▸ **Try it**
Each entry below is to be copied verbatim.

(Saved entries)

★ ★ ★

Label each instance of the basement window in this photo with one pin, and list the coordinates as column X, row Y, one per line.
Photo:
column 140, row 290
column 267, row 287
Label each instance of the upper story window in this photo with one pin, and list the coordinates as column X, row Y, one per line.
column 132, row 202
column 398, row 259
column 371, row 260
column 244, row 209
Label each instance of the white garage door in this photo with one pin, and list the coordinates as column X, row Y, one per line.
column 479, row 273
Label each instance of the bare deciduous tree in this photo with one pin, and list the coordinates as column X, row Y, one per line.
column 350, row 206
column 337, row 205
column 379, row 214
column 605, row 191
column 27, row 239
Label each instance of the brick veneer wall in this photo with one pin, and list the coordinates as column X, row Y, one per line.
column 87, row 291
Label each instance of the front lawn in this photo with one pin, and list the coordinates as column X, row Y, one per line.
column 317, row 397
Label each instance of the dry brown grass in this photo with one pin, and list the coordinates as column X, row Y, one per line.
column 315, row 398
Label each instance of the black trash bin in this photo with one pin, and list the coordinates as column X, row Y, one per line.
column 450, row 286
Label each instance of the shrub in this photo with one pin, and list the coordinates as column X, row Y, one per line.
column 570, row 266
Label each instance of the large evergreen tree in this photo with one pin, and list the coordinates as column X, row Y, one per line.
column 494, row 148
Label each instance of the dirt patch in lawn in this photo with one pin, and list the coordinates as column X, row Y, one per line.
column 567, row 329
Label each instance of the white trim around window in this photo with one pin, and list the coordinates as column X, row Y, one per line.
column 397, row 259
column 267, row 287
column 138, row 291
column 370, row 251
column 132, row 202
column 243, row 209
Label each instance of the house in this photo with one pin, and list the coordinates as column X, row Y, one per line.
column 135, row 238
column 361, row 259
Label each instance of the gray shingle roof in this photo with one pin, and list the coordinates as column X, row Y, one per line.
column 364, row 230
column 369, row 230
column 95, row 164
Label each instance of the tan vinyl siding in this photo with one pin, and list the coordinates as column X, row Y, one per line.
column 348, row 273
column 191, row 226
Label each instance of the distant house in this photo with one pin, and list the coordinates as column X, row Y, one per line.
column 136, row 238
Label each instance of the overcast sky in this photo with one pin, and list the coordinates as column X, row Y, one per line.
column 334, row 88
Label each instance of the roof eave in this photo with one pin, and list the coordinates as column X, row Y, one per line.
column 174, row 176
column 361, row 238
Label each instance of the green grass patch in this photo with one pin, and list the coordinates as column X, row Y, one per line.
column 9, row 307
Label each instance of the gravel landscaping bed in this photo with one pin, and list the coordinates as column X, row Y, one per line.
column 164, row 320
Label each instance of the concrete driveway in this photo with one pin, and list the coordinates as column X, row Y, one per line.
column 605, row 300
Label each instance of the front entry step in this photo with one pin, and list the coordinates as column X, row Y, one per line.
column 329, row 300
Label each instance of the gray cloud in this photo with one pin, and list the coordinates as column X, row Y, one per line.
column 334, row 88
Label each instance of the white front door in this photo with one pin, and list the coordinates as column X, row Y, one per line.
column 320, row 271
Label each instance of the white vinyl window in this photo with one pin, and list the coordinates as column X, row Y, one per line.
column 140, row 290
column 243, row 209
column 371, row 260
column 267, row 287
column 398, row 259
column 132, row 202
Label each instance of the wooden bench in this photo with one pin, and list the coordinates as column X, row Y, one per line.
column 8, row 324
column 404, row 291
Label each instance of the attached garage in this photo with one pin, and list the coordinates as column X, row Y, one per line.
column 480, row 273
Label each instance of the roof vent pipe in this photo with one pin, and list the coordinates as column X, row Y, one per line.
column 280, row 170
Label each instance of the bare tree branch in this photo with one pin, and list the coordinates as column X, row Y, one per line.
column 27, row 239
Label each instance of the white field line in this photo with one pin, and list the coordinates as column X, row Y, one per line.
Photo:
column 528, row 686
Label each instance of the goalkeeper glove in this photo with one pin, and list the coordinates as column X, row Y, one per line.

★ ★ ★

▸ **Task result**
Label each instance of the basement window in this photo with one pin, and list the coordinates as column X, row Y, one per line.
Photo:
column 140, row 290
column 267, row 287
Label each instance of the upper story window in this photo with one pin, and list the coordinates as column X, row Y, one per line.
column 132, row 202
column 398, row 259
column 371, row 260
column 244, row 209
Label each instance of the white garage door in this photo with one pin, and list the coordinates as column X, row Y, one per line.
column 479, row 273
Label each instance of the bare deciduous tree in this photo with one pin, and list the coordinates as column X, row Y, one per line.
column 350, row 206
column 337, row 205
column 379, row 214
column 605, row 191
column 27, row 239
Label each instance of the brick veneer wall in this photo with one pin, and list the coordinates as column X, row Y, one per line.
column 87, row 291
Label each instance of the front lawn in this photo with one pin, and list the coordinates as column X, row Y, one per line.
column 317, row 397
Label each instance of the dry brown grass in this photo with one pin, and list the coordinates as column X, row Y, one per line.
column 315, row 398
Label each instance of the black trash bin in this photo with one pin, and list the coordinates as column X, row Y, one per line.
column 450, row 286
Label each instance of the shrub in this photo with one pin, and list the coordinates as column X, row Y, one per line.
column 570, row 266
Label each instance of the large evergreen tree in this photo with one pin, and list the coordinates as column X, row Y, one per line.
column 494, row 148
Label each instance of the dirt patch in lawn in this photo with one pin, and list the coordinates as column X, row Y, one per line.
column 567, row 329
Label each instance of the white trim around window in this photo with one pin, and list the coordinates as column X, row Y, one per line.
column 397, row 259
column 267, row 287
column 138, row 291
column 370, row 251
column 132, row 202
column 243, row 209
Label each instance of the house in this photo with one pin, and list the coordinates as column X, row Y, one per line.
column 135, row 238
column 361, row 259
Label each instance of the gray shingle roof in this photo with one pin, and list the coordinates as column X, row Y, one per line.
column 364, row 230
column 369, row 230
column 95, row 164
Label each instance of the tan vinyl siding in this photo with one pin, and list the coordinates as column X, row Y, one per line.
column 348, row 273
column 191, row 226
Label each instance of the distant house in this photo with one pin, and list the coordinates as column X, row Y, one per line.
column 136, row 238
Label each instance of the overcast sky in this photo with one pin, and list the coordinates as column X, row Y, one per line.
column 334, row 88
Label each instance of the roof eave in this photo with one pin, and list the coordinates as column X, row Y, one per line.
column 174, row 176
column 361, row 238
Label each instance of the green grass patch in this photo with one pin, and list the coordinates as column X, row Y, one per line.
column 9, row 307
Label each instance of the gravel landscaping bed in this photo with one pin, and list the coordinates as column X, row Y, one per line.
column 164, row 320
Label each instance of the concrete driveway in this photo with one pin, and list the coordinates as column X, row Y, one per line.
column 605, row 300
Label each instance of the front entry step in this photo with one pin, and list the coordinates as column X, row Y, one per line.
column 329, row 300
Label each instance of the gray cloud in this photo with one pin, and list the coordinates as column X, row Y, one per line.
column 334, row 88
Label each instance of the white front door in this photo with one pin, and list the coordinates as column X, row Y, one per line.
column 320, row 271
Label each instance of the white vinyl window in this photo with one pin, and list the coordinates as column X, row Y, one per line.
column 140, row 290
column 243, row 209
column 371, row 260
column 267, row 287
column 398, row 259
column 132, row 202
Label each instance of the wooden bench in this photo with one pin, and list the coordinates as column X, row Y, one per line.
column 8, row 324
column 404, row 291
Label each instance of the attached garage in this photo with one pin, and list the coordinates as column X, row Y, one per line.
column 480, row 273
Label each instance of the roof vent pipe in this photo with one pin, and list the coordinates as column X, row Y, one per line.
column 280, row 170
Label each instance of the bare tree branch in this photo with one pin, and list the coordinates as column X, row Y, one per line.
column 27, row 239
Label each instance of the white field line in this photo with one pin, and list the coordinates as column X, row Y, one per line.
Photo:
column 528, row 686
Label each instance of the goalkeeper glove in this photo with one pin, and list the coordinates as column X, row Y, one per line.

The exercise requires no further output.